▶ _TASK_:
Beginning at the line containing "If you could pick out the power" and continuing to the end of the records below, give each line again exactly as it stands, and only those lines.

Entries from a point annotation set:

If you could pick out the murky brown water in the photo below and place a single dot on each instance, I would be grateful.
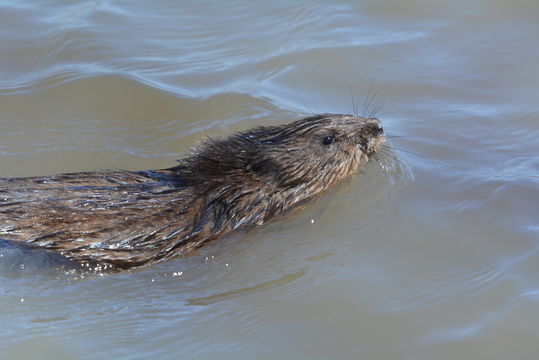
(441, 264)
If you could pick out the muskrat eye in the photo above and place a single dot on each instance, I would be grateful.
(328, 140)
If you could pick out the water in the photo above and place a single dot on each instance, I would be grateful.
(440, 263)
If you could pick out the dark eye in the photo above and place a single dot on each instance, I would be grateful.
(328, 140)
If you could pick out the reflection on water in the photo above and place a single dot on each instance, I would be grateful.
(429, 252)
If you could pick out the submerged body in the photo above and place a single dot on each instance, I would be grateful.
(123, 219)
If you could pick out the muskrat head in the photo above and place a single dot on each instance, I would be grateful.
(310, 154)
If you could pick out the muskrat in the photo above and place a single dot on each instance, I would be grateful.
(123, 219)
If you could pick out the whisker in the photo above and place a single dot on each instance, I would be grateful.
(354, 104)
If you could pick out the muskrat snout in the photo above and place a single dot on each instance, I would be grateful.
(371, 135)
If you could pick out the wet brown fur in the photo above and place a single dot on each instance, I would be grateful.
(123, 219)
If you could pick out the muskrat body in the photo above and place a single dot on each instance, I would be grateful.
(123, 219)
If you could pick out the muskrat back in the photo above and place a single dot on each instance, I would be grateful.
(123, 219)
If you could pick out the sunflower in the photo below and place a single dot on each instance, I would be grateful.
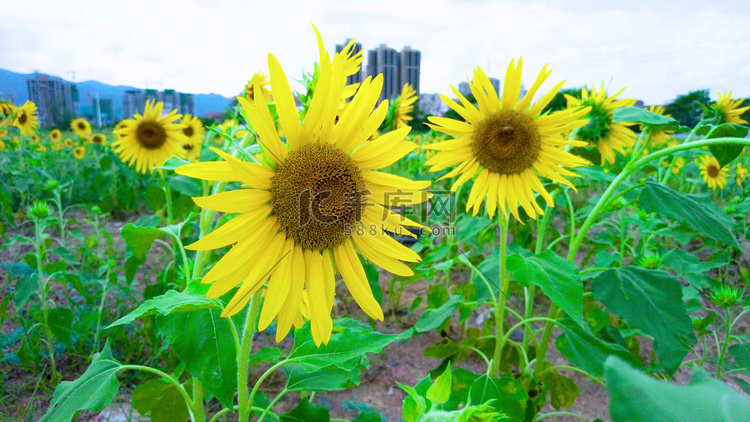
(81, 127)
(403, 107)
(260, 80)
(314, 202)
(740, 174)
(26, 118)
(55, 136)
(506, 143)
(194, 132)
(728, 110)
(714, 175)
(7, 108)
(601, 132)
(660, 137)
(99, 139)
(149, 140)
(79, 153)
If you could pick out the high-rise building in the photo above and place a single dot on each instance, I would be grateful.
(384, 60)
(409, 66)
(357, 77)
(53, 98)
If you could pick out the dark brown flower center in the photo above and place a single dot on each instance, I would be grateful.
(151, 135)
(506, 142)
(318, 196)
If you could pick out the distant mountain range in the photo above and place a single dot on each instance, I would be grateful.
(15, 84)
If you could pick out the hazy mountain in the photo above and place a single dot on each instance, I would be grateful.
(15, 84)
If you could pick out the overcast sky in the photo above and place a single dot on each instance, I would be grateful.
(656, 50)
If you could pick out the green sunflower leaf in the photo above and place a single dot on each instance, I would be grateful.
(558, 278)
(92, 391)
(637, 396)
(704, 219)
(651, 301)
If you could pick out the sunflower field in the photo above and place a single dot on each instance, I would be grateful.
(314, 258)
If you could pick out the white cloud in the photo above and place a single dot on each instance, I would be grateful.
(656, 50)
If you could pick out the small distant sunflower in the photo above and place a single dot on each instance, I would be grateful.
(740, 174)
(150, 139)
(301, 209)
(26, 119)
(403, 107)
(728, 110)
(660, 137)
(81, 127)
(714, 175)
(506, 144)
(99, 139)
(601, 132)
(79, 153)
(262, 81)
(7, 108)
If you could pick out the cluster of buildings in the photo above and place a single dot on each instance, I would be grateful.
(59, 101)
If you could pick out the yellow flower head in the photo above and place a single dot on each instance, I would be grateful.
(404, 107)
(315, 200)
(740, 174)
(26, 119)
(194, 132)
(149, 140)
(608, 137)
(506, 144)
(55, 136)
(81, 127)
(714, 175)
(728, 110)
(261, 80)
(79, 153)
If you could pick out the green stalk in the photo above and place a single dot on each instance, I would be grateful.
(243, 358)
(502, 294)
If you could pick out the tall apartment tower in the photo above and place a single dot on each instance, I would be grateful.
(409, 64)
(357, 77)
(385, 60)
(53, 98)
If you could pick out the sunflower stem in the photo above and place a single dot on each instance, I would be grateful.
(243, 357)
(503, 221)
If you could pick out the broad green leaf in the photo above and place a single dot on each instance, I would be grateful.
(725, 154)
(92, 391)
(184, 185)
(204, 342)
(440, 390)
(61, 324)
(651, 301)
(636, 396)
(666, 201)
(346, 347)
(306, 412)
(563, 390)
(162, 399)
(558, 278)
(329, 378)
(139, 239)
(170, 302)
(434, 318)
(641, 115)
(414, 404)
(587, 352)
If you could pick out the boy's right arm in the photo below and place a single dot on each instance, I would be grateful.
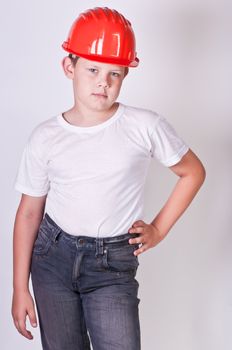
(28, 218)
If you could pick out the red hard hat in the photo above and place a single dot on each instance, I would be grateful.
(103, 35)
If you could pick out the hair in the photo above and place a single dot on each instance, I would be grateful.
(75, 58)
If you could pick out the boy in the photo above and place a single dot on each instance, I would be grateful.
(87, 167)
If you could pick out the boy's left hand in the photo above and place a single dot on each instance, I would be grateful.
(149, 236)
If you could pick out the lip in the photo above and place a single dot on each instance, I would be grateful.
(100, 95)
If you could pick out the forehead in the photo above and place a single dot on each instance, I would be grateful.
(100, 65)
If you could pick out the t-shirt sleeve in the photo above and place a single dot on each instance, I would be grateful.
(167, 146)
(32, 176)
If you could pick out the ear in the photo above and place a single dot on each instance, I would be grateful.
(126, 72)
(68, 68)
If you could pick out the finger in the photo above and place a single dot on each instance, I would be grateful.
(136, 230)
(32, 318)
(22, 329)
(140, 250)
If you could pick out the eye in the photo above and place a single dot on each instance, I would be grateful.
(115, 74)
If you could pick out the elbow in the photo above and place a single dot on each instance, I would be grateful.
(199, 174)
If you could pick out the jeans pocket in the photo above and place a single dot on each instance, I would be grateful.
(122, 259)
(43, 240)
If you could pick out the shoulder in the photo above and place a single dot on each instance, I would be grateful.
(143, 116)
(44, 130)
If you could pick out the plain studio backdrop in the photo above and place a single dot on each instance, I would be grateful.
(185, 74)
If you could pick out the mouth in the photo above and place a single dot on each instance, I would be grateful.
(100, 95)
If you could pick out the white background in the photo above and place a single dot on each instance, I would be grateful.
(185, 74)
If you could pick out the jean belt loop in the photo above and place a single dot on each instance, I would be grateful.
(56, 234)
(99, 246)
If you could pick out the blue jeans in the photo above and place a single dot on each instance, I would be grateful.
(85, 290)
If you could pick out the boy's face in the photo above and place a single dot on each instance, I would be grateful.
(96, 85)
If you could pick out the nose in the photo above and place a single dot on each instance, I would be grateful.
(104, 81)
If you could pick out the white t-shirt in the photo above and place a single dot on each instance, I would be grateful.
(94, 176)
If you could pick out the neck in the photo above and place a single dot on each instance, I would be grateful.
(82, 116)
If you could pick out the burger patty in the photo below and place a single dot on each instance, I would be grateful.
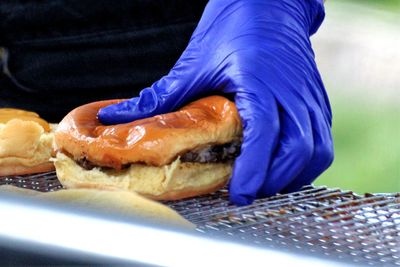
(213, 153)
(210, 154)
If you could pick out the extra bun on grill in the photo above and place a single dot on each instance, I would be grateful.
(171, 156)
(25, 143)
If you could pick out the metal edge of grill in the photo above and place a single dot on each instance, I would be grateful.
(330, 222)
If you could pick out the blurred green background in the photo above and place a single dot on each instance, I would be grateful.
(358, 53)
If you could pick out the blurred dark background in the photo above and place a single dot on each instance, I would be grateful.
(358, 53)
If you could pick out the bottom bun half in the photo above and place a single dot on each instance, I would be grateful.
(177, 180)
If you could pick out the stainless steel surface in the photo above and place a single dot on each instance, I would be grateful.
(329, 222)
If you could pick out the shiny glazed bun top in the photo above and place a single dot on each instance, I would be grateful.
(154, 141)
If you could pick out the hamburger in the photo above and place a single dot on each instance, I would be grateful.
(25, 143)
(166, 157)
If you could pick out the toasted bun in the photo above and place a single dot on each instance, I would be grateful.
(114, 202)
(170, 182)
(25, 143)
(155, 141)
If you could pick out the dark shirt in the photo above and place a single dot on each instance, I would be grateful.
(61, 54)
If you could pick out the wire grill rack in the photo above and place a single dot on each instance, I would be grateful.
(339, 224)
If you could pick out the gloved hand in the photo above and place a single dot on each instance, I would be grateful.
(259, 52)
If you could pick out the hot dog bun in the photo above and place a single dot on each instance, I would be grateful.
(115, 202)
(25, 143)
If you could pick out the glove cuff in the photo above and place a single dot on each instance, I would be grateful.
(317, 12)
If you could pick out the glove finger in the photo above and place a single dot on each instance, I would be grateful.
(260, 134)
(180, 86)
(294, 150)
(323, 152)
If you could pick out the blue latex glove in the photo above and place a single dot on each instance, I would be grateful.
(258, 51)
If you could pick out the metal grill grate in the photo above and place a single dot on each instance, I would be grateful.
(364, 229)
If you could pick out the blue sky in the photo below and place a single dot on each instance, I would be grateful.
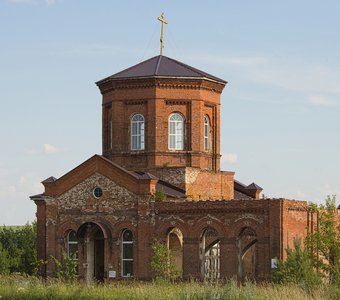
(280, 110)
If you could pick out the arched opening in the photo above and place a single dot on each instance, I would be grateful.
(176, 132)
(127, 253)
(175, 245)
(210, 254)
(94, 243)
(207, 134)
(137, 132)
(247, 254)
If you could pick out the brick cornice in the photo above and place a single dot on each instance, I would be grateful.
(161, 83)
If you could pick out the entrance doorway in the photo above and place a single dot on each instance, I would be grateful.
(94, 251)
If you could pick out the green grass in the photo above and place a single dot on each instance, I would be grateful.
(21, 287)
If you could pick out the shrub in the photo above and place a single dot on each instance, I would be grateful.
(161, 262)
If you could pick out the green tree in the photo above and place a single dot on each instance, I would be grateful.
(4, 261)
(20, 246)
(324, 242)
(66, 267)
(161, 262)
(298, 268)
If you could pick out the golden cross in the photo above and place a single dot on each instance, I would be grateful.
(162, 19)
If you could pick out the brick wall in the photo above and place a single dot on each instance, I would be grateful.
(156, 99)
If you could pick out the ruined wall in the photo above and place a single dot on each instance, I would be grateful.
(199, 184)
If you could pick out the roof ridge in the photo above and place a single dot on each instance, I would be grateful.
(195, 70)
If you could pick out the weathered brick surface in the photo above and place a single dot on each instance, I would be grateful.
(129, 202)
(156, 99)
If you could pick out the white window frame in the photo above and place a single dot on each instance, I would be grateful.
(207, 134)
(176, 132)
(122, 254)
(137, 132)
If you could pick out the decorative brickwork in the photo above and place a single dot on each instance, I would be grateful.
(211, 223)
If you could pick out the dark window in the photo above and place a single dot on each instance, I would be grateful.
(127, 253)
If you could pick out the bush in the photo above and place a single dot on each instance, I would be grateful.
(161, 262)
(18, 249)
(297, 269)
(66, 267)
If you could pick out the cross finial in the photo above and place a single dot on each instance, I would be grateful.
(162, 19)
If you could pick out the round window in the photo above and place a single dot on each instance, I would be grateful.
(97, 192)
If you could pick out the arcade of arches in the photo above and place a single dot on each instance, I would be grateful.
(159, 178)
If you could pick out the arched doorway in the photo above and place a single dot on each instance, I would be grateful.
(210, 254)
(93, 238)
(175, 245)
(247, 254)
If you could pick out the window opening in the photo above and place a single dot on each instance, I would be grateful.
(137, 132)
(206, 133)
(176, 132)
(127, 253)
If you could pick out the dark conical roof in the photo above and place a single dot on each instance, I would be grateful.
(161, 66)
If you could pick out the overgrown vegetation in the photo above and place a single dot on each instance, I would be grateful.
(66, 267)
(15, 287)
(324, 243)
(297, 269)
(162, 263)
(18, 249)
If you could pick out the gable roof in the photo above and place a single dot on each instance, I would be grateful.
(161, 66)
(132, 181)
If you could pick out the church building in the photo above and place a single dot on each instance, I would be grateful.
(159, 178)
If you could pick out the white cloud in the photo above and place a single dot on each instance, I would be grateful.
(289, 73)
(50, 149)
(319, 100)
(230, 158)
(48, 2)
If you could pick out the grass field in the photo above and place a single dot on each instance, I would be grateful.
(20, 287)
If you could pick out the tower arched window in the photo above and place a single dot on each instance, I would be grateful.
(137, 132)
(176, 132)
(127, 253)
(207, 135)
(72, 244)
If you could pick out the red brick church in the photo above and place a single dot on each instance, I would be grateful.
(159, 178)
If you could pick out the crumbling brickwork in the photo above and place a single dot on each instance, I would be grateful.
(110, 209)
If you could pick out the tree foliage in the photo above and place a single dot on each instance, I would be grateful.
(18, 249)
(298, 268)
(161, 263)
(66, 267)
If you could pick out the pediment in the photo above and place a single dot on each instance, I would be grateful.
(101, 165)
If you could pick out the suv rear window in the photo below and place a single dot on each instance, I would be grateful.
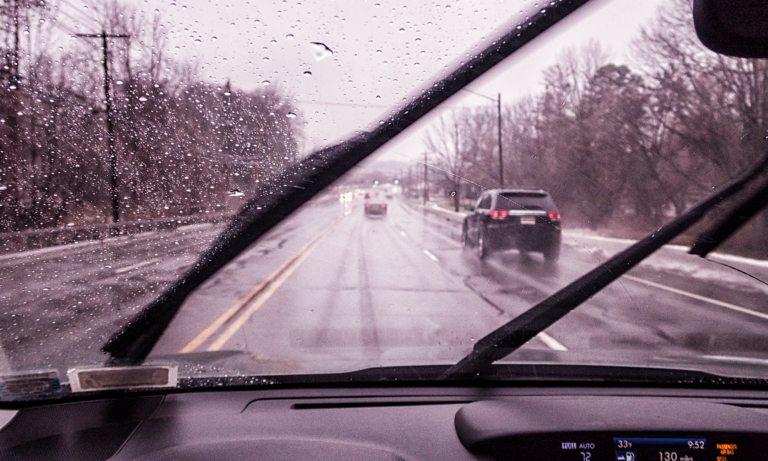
(526, 201)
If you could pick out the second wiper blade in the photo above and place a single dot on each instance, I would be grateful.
(512, 335)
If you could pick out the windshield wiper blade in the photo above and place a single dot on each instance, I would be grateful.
(512, 335)
(710, 239)
(284, 195)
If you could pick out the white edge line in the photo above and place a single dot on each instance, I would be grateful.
(136, 266)
(431, 256)
(723, 256)
(551, 342)
(699, 297)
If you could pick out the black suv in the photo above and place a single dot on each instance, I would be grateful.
(522, 219)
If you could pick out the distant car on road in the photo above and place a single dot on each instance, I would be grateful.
(375, 205)
(523, 219)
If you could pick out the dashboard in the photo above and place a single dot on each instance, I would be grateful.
(403, 423)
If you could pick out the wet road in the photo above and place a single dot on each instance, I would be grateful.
(331, 290)
(345, 292)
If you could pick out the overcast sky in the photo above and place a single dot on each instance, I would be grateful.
(382, 52)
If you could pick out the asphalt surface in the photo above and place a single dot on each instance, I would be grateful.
(331, 290)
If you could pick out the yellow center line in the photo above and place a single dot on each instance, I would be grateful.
(269, 282)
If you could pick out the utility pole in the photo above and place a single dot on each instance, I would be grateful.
(426, 180)
(501, 158)
(110, 129)
(498, 109)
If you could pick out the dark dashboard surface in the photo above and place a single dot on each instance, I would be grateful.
(587, 424)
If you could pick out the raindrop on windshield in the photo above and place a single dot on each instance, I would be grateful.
(320, 51)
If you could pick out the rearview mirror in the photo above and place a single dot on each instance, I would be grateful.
(734, 28)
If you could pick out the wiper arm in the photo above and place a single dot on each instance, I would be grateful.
(710, 239)
(282, 196)
(512, 335)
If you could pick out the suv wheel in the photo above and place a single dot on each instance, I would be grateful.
(552, 253)
(465, 236)
(483, 248)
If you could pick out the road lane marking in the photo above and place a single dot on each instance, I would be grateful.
(136, 266)
(551, 342)
(270, 280)
(271, 286)
(699, 297)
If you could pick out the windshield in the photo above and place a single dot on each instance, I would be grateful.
(132, 132)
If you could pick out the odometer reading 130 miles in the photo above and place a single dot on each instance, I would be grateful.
(660, 449)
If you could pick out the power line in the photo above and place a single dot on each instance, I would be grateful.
(349, 104)
(79, 11)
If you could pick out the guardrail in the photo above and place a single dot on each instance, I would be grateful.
(13, 242)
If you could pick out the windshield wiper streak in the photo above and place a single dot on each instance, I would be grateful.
(512, 335)
(279, 198)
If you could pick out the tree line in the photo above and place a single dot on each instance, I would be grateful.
(612, 140)
(184, 146)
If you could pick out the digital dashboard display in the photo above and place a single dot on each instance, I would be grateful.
(634, 447)
(663, 449)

▶ _RESULT_:
If you could pick out the power line in the photo above and place a single dot on each instance, I would be grateful.
(349, 104)
(79, 11)
If you could pick out the guardrail in the photo above and place a single dot on each instance, I would be grateful.
(13, 242)
If you could pick out the windshield wiper streak in the photo above and place a single dot on each instance, I would be grateful.
(512, 335)
(279, 198)
If you could pick out the tree line in the photo above and place a single dot on each instance, I would be grateful.
(612, 140)
(184, 146)
If you could pick out the digital dashboard display in the photo above and place a single dot on each instance, I would be grateful.
(634, 447)
(663, 449)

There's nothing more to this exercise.